— Passage to read —
※ ※ ※

NASCAR News: Experts say NASCAR likely settled lawsuit for millions (Update)
The antitrust lawsuit brought by NASCAR Cup Series teams 23XI Racing and Front Row Motorsports against the sanctioning body has officially concluded. The suit, filed in September 2024, culminated in a settlement reached in December 2025.
–by Mark Cipolloni–
With the agreement in place, the case has been dismissed, and both teams have signed new charter agreements with NASCAR.
23XI Racing—co-owned by basketball icon Michael Jordan and Cup Series driver Denny Hamlin—along with Front Row Motorsports, initiated the legal action after negotiations for 2025 charters broke down. The teams alleged that NASCAR and its CEO, Jim France, engaged in monopolistic practices in violation of the Sherman Antitrust Act. During the dispute, NASCAR revoked the teams’ charters for the upcoming season.
Following a nine-day trial in December 2025, the parties settled, with NASCAR granting the teams “evergreen” charters. The financial terms of the deal remain confidential.
With the lawsuit now officially dismissed and new charters in place, NASCAR can move forward into a new era with all its teams unified under agreements they helped shape.

※ ※ ※

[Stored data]
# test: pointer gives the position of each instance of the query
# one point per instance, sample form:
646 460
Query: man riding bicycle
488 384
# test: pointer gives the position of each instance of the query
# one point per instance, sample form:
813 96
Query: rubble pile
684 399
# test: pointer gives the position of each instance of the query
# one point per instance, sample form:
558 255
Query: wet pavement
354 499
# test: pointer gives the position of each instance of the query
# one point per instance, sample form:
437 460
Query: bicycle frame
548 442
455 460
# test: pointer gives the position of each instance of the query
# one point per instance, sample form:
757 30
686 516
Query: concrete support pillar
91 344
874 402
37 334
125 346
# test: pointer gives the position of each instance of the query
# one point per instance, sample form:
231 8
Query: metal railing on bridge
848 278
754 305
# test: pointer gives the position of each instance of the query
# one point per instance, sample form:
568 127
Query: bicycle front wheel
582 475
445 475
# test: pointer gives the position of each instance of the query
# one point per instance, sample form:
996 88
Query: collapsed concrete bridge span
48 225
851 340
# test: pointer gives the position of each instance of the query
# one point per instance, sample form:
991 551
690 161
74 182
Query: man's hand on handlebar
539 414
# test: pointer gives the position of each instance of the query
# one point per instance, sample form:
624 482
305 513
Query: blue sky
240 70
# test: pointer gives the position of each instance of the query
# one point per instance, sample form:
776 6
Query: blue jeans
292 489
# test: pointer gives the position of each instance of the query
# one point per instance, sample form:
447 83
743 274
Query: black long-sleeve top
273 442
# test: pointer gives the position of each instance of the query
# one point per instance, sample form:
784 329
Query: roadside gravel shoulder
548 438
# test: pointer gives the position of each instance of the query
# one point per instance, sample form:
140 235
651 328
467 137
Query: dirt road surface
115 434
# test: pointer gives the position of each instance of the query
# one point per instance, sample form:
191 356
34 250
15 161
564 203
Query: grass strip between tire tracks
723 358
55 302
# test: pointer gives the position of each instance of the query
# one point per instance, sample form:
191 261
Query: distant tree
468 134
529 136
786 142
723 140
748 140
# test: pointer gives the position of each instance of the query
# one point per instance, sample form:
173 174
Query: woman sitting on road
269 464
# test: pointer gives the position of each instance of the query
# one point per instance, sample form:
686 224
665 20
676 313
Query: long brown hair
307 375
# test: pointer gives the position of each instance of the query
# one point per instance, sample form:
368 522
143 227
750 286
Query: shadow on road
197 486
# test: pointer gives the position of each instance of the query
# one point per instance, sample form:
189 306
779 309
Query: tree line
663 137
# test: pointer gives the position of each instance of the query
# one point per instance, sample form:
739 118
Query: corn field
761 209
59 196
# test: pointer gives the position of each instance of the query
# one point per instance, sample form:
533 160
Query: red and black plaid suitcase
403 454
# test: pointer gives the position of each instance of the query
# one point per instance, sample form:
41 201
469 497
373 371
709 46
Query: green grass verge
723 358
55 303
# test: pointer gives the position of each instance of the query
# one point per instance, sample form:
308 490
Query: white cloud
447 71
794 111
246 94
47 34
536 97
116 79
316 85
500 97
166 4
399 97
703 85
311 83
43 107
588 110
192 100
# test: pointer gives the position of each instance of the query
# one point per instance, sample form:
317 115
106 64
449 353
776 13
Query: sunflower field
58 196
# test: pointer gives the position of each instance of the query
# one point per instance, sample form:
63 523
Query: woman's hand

※ ※ ※

— Complete the following —
[A] Change the NASCAR lawsuit article by writing out everything from "Following a nine-day" down to "they helped shape." again, with "new era" swapped for "fresh chapter".
[B] Write what comes next in the article on the NASCAR antitrust lawsuit, starting after its final sentence.

— Responses in order —
[A]
Following a nine-day trial in December 2025, the parties settled, with NASCAR granting the teams “evergreen” charters. The financial terms of the deal remain confidential.
With the lawsuit now officially dismissed and new charters in place, NASCAR can move forward into a fresh chapter with all its teams unified under agreements they helped shape.

[B]
January 1, 2026
NASCAR likely paid out millions of dollars in damages to get 23XI Racing and Front Row Motorsports to end their antitrust trial, according to two experts in the space, but the move gave the sanctioning body certainty instead of leaving its future up to a judge and jury.
Meegan Hollywood, an antitrust litigator of the Shinder, Cantor & Lerner law firm, told Sports Business Journal that she expects NASCAR paid out 10% to 25% of the $365 million in damages requested by 23XI and Front Row. A second antitrust lawyer who requested anonymity to speak freely said it was unlikely the teams settled for less than 50%.
A 10% settlement would have been $36.5 million, while 50% would have been $182.5 million.
NASCAR and the teams are believed to have spent millions on lawyers. 23XI and Front Row hired Winston & Strawn, while NASCAR used Latham & Watkins. Hollywood estimated both sides might have combined for as much as $50 million in lawyer fees, while the second attorney thought the figure could be closer to double that amount.
…
Heading into the trial, one element seemingly put NASCAR at a disadvantage: U.S. District Court judge Kenneth Bell’s ruling that NASCAR was a monopsony because of language it used in a now-dismissed countersuit he said effectively admitted that status. It left the jury to determine only whether NASCAR had used its powers illegally and if it hurt the teams.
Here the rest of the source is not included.